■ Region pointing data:
------------------------------------------------------------------------

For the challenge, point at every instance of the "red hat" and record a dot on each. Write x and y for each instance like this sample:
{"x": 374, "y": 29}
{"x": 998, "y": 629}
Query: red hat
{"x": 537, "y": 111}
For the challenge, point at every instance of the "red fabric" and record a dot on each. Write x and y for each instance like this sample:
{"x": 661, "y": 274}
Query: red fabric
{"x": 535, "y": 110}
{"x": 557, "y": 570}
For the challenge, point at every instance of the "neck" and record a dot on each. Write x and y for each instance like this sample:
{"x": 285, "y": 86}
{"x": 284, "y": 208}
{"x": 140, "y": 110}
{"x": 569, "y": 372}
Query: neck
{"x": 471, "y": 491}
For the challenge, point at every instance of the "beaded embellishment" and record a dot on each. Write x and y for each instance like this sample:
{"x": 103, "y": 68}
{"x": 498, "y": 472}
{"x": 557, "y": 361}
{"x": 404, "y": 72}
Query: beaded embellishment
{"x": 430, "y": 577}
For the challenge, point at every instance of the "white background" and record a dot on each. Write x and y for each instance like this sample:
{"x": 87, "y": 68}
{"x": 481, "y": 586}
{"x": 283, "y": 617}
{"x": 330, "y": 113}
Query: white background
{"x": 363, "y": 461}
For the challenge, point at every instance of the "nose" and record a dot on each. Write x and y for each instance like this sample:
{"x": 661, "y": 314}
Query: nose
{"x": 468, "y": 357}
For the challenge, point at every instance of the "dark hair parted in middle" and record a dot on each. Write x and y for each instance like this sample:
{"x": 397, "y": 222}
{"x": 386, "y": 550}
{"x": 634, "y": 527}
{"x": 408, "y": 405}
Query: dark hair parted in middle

------------------------------------------------------------------------

■ Exercise requirements: A verbatim output of all the data above is needed.

■ Exercise output:
For the challenge, point at every instance of the "red hat" and record a dot on each. Write x and y for each instance like this sample:
{"x": 374, "y": 29}
{"x": 998, "y": 629}
Query: red hat
{"x": 537, "y": 111}
For the challenge, point at every instance of the "red fabric" and record a dot on each. Write x and y for each instance like this sample:
{"x": 661, "y": 274}
Query: red fabric
{"x": 535, "y": 110}
{"x": 557, "y": 570}
For the challenge, point at every instance of the "neck" and record a dot on each. Write x and y for each instance like this sample:
{"x": 285, "y": 86}
{"x": 284, "y": 208}
{"x": 140, "y": 110}
{"x": 569, "y": 372}
Query: neck
{"x": 471, "y": 491}
For the challenge, point at every instance of the "beaded embellishment" and record a dot on each. Write x and y for each instance like this sample:
{"x": 103, "y": 68}
{"x": 498, "y": 472}
{"x": 557, "y": 361}
{"x": 404, "y": 72}
Query: beaded embellishment
{"x": 430, "y": 577}
For the challenge, point at every instance of the "white background" and record a dot on each. Write x and y for each instance like this sample:
{"x": 87, "y": 68}
{"x": 481, "y": 586}
{"x": 283, "y": 617}
{"x": 330, "y": 113}
Query: white background
{"x": 363, "y": 461}
For the challenge, point at every instance of the "nose" and record a dot on each. Write x and y for each instance like this sample:
{"x": 661, "y": 314}
Query: nose
{"x": 468, "y": 357}
For the challenge, point at every instance of the "dark hair parted in middle" and record a dot on each. Write x and y for each instance like this sample:
{"x": 397, "y": 222}
{"x": 386, "y": 550}
{"x": 634, "y": 527}
{"x": 408, "y": 405}
Query: dark hair parted in middle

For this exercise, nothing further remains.